## What this task involves:
Please output every line of the items, word for word, from the line containing "TARGET = dog's white blaze" down through the last line of the items.

— BEGIN Extracted data —

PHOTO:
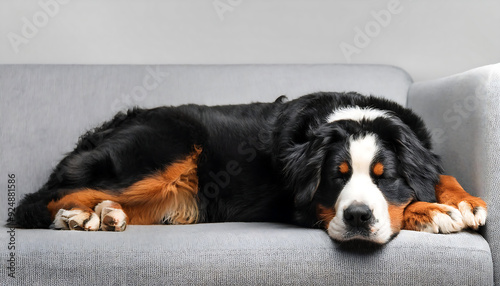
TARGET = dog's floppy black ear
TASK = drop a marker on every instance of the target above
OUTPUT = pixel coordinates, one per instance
(418, 165)
(302, 162)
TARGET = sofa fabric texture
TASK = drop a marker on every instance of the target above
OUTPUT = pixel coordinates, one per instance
(45, 108)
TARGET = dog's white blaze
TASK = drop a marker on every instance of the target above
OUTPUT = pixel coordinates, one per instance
(356, 113)
(360, 188)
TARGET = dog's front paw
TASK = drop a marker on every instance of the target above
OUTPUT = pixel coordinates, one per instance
(76, 219)
(433, 217)
(473, 209)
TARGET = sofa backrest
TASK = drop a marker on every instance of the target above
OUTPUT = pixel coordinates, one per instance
(45, 108)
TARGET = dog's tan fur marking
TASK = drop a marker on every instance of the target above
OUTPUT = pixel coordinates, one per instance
(167, 196)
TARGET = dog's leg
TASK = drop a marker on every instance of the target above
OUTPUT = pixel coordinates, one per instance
(432, 217)
(455, 210)
(473, 209)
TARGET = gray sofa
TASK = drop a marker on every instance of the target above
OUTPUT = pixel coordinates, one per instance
(44, 108)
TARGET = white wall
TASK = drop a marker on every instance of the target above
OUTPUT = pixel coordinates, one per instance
(429, 39)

— END Extracted data —

## Written response:
TARGET = dog's white blaze
TASK = drop a marker on every instance of the target above
OUTPUT = pixel coordinates, one per instance
(356, 113)
(360, 188)
TARGET = dog's front paw
TASK = drop a marker on every instance of the target above
OUTPUT = pixel coordinates, one per instance
(76, 219)
(433, 217)
(473, 209)
TARGET = sofa backrest
TASK = drop a marker on every instance of the target above
OUTPUT = pixel coordinates, one per instance
(45, 108)
TARGET = dog's tan fur marking
TASK = drop a marker on every instance of the target above
OUTPUT = pixel coordinates, one per instance
(167, 196)
TARGET = dog's leg
TASK = drop a marker on every instance of the target above
OUTPUT = pixel coordinates, one per instance
(432, 217)
(455, 210)
(473, 209)
TARGET = gray sofa
TASK = drop a marker on every instance of the target above
OUTPUT = pixel coordinates, one per instance
(44, 108)
TARGET = white wall
TASK = drop a marker on every instance of the target above
OUTPUT = pixel coordinates, one per instance
(429, 39)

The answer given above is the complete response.